Check your understanding ▸
1. Return the part of the Dasgaja passage between "The strip of" and "subsidiary and minor.", inclusive.
2. In the Dasgaja passage, what are the three classifications of border pillars on the Dasgaja strip?
3. Translate this sentence from the Dasgaja passage into French: "According to the law of accretion, the present stream of the river is considered as the boundary of the two nations."

Excerpted passage ▸
The strip of the Dasgaja is regularly petrolled by the joint and mutual cooperation between the security forces of the both nations. If they find any huts or cattle shelters constructed on Dasgaja lands, then these are either removed or destroyed by the security forces.

The maintenance of the border pillars on the middle of the Dasgaja strip are carried out by a joint survey team appointed by the two nations. There are three types of the border pillars on the Dasgaja strip. These three types of border pillars are classified as main, subsidiary and minor.

== Principles ==

=== Fixed Boundary Principle ===
In the river-borders areas, the two nations have adopted the "Fixed Boundary Principle" to maintain the Dasgaja (No man's land) between the two countries India and Nepal. According to this principle, the original strip of the Dasgaja can't be changed, even if the direction of the boundary rivers changed or shifted.

=== International law of Avulsion and Accretion ===
When there is dispute due to change in the direction of a river stream which is accepted as the border boundary between two nations, then it is resolved according to the international law of avulsion and accretion. The fixed boundary principle holds for the shift or change of the stream of the river through avulsion. But if the stream of the river is changed or shifted through the gradual process known as accretion, then the law of accretion holds. According to the law of accretion, the present stream of the river is considered as the boundary of the two nations.

(Point localization data)

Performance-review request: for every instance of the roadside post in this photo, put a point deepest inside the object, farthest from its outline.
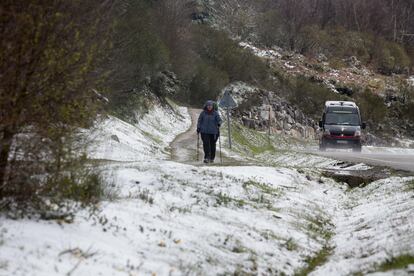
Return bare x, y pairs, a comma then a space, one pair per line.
228, 103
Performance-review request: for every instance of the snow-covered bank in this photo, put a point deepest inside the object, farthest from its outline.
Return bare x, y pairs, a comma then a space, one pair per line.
117, 140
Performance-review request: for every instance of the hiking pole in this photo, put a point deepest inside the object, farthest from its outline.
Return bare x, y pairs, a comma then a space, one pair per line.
221, 157
198, 146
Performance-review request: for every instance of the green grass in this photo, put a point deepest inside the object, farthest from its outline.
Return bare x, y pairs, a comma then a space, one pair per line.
224, 199
265, 188
399, 262
410, 185
314, 261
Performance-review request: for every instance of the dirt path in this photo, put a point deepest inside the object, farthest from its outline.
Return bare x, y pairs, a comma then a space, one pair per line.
184, 146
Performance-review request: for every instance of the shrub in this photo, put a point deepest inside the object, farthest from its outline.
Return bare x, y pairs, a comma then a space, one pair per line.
310, 97
372, 106
206, 83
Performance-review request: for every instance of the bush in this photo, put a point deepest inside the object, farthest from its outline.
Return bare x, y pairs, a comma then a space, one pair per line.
372, 107
391, 58
310, 97
206, 83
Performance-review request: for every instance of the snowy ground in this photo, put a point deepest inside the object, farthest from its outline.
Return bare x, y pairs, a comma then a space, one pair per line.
171, 218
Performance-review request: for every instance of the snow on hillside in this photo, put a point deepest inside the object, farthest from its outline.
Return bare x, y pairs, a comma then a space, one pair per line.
169, 218
117, 140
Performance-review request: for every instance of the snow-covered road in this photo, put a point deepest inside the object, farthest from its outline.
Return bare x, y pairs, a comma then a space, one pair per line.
171, 218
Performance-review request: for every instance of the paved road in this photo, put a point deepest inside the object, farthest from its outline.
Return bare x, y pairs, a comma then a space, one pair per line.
399, 161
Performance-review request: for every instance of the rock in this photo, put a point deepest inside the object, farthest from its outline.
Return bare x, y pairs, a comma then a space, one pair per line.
353, 61
321, 58
287, 126
115, 138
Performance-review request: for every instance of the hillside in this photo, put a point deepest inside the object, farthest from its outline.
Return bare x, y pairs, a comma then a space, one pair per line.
163, 217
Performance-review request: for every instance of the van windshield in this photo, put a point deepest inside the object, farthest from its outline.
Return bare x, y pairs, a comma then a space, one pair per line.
342, 118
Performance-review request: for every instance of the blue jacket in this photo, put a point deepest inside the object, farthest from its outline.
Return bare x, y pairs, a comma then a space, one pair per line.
209, 123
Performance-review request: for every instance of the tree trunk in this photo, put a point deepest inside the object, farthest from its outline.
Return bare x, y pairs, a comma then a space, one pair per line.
6, 143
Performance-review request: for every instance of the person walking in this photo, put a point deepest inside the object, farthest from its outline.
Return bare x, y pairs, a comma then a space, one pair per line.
208, 126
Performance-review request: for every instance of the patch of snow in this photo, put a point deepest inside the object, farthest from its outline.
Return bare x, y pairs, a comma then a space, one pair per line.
411, 80
116, 140
376, 224
263, 53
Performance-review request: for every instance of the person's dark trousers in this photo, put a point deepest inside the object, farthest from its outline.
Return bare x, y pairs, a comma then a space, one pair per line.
209, 145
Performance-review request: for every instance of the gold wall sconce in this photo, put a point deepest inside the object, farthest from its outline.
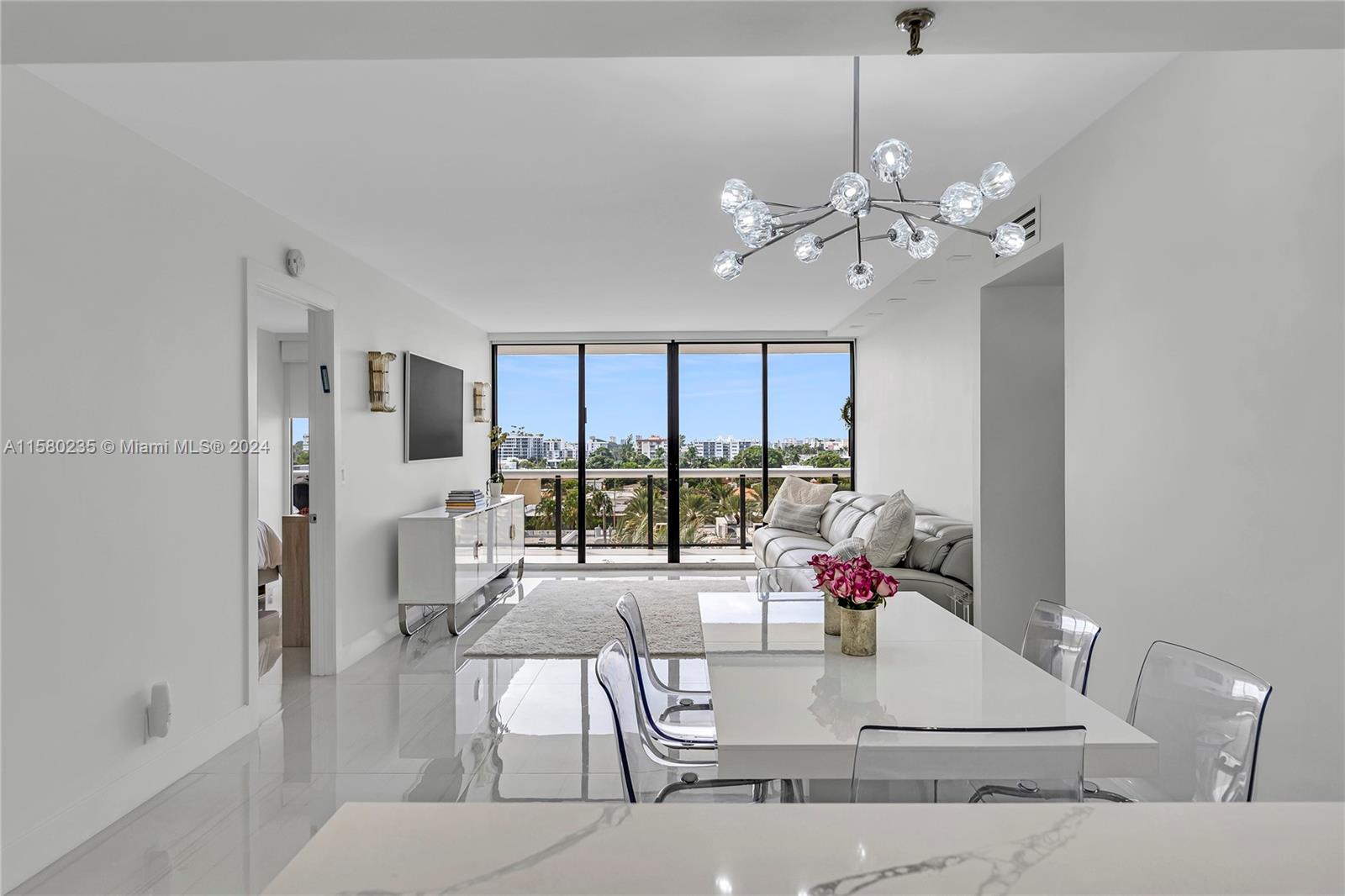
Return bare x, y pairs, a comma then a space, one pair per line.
479, 400
380, 387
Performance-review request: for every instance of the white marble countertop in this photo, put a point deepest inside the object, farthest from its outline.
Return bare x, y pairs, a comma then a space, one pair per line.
789, 704
824, 849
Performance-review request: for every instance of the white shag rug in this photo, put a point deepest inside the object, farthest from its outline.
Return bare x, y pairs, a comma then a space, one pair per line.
578, 618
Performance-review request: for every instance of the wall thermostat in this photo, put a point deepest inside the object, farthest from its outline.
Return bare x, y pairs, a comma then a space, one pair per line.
295, 262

Answers for the exercise ▸
1.
The strip of the Dasgaja is regularly petrolled by the joint and mutual cooperation between the security forces of the both nations. If they find any huts or cattle shelters constructed on Dasgaja lands, then these are either removed or destroyed by the security forces.

The maintenance of the border pillars on the middle of the Dasgaja strip are carried out by a joint survey team appointed by the two nations. There are three types of the border pillars on the Dasgaja strip. These three types of border pillars are classified as main, subsidiary and minor.

2. Main, subsidiary and minor.

3. Selon la loi de l'accrétion, le cours actuel de la rivière est considéré comme la frontière entre les deux nations.